Begin Provided passage

My advice to everyone: Don't assume anything!!!

Hi All,

We're asked for the probability of choosing a number (from a given set of 12 numbers) that will "fit" a given equation. That equation is set equal to 0, which makes solving the equation rather easy. Since we're dealing with the PRODUCT of three "terms", if ANY of those terms equals 0, then the product will equal 0.

IF... we select X = -10 from the set, then we have (-15)(0)(-25) = 0, so X = -10 IS a solution.
IF... we select X = 0 from the set, then we have (-5)(10)(-5) = 250, which is NOT a solution.

The given equation has 3 solutions: +5, -10 and +5/2. However, only two of those solutions appear in the set (-10 and 2.5). Thus, the probability of selecting a number that fits the equation is 2/12 = 1/6

Final Answer:

GMAT assassins aren't born, they're made,
Rich

Hi pushpitkc

can you please explain what i did wrong

i did this \(x^2+10-5x-50(2x-5)\) now left with it

\(x^2+10x-5x-100x+250 = 0\)

\(x^2+10x-5x-100x+250 = 0\)

\(x^2 -95x+250 = 0\) now what

thank you

Hi dave13

You have 3 values of x possible and we need to check how many of these values are part
of the set. I don't seem to understand why are you trying to form a quadratic equation

Btw, as for your question, the highlighted portion is wrong

\((x-5)(x+10)(2x-5) = 0\) -> \((x^2 - 5x +10x - 50)(2x - 5) = 0\) -> \((x^2 + 5x - 50)(2x - 5) = 0\)

End Provided passage

> **Requirement**: In the forum thread about the probability problem, which two solutions of the equation appear in the set? Please answer briefly.

Begin Data excerpts

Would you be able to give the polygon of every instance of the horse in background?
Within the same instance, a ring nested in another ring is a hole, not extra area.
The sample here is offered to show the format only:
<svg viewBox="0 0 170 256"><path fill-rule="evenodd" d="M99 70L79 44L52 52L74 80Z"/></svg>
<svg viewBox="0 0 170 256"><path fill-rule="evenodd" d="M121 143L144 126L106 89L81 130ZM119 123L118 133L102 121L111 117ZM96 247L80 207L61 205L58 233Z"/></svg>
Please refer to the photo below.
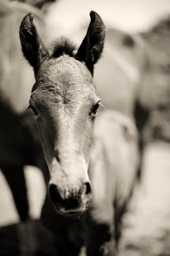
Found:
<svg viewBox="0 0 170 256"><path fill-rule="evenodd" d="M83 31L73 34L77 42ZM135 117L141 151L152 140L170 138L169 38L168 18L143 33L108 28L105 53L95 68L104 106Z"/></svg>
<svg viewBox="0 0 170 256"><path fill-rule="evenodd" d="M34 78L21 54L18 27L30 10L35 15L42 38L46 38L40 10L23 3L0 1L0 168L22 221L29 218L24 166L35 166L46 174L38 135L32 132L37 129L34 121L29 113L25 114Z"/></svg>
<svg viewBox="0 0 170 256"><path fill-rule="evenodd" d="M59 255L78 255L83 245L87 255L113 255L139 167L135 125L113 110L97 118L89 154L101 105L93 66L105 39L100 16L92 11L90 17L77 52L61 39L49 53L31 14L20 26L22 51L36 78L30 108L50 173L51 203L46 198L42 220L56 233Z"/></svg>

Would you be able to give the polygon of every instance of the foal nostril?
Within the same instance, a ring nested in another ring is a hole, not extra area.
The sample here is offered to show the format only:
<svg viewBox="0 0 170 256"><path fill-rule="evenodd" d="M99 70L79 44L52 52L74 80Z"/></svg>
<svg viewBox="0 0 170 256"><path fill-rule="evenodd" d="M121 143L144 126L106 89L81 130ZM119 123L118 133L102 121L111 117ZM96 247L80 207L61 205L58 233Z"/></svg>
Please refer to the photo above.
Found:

End Data excerpts
Begin Data excerpts

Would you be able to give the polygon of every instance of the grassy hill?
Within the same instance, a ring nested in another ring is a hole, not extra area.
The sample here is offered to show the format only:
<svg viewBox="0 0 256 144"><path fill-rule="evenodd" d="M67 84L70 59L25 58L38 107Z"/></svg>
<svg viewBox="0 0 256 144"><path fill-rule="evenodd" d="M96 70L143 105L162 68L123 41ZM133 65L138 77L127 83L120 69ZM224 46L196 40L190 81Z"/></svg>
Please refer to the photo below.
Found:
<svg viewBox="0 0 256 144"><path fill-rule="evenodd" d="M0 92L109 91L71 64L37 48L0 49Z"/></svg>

End Data excerpts

> **Answer in full**: -10 and 2.5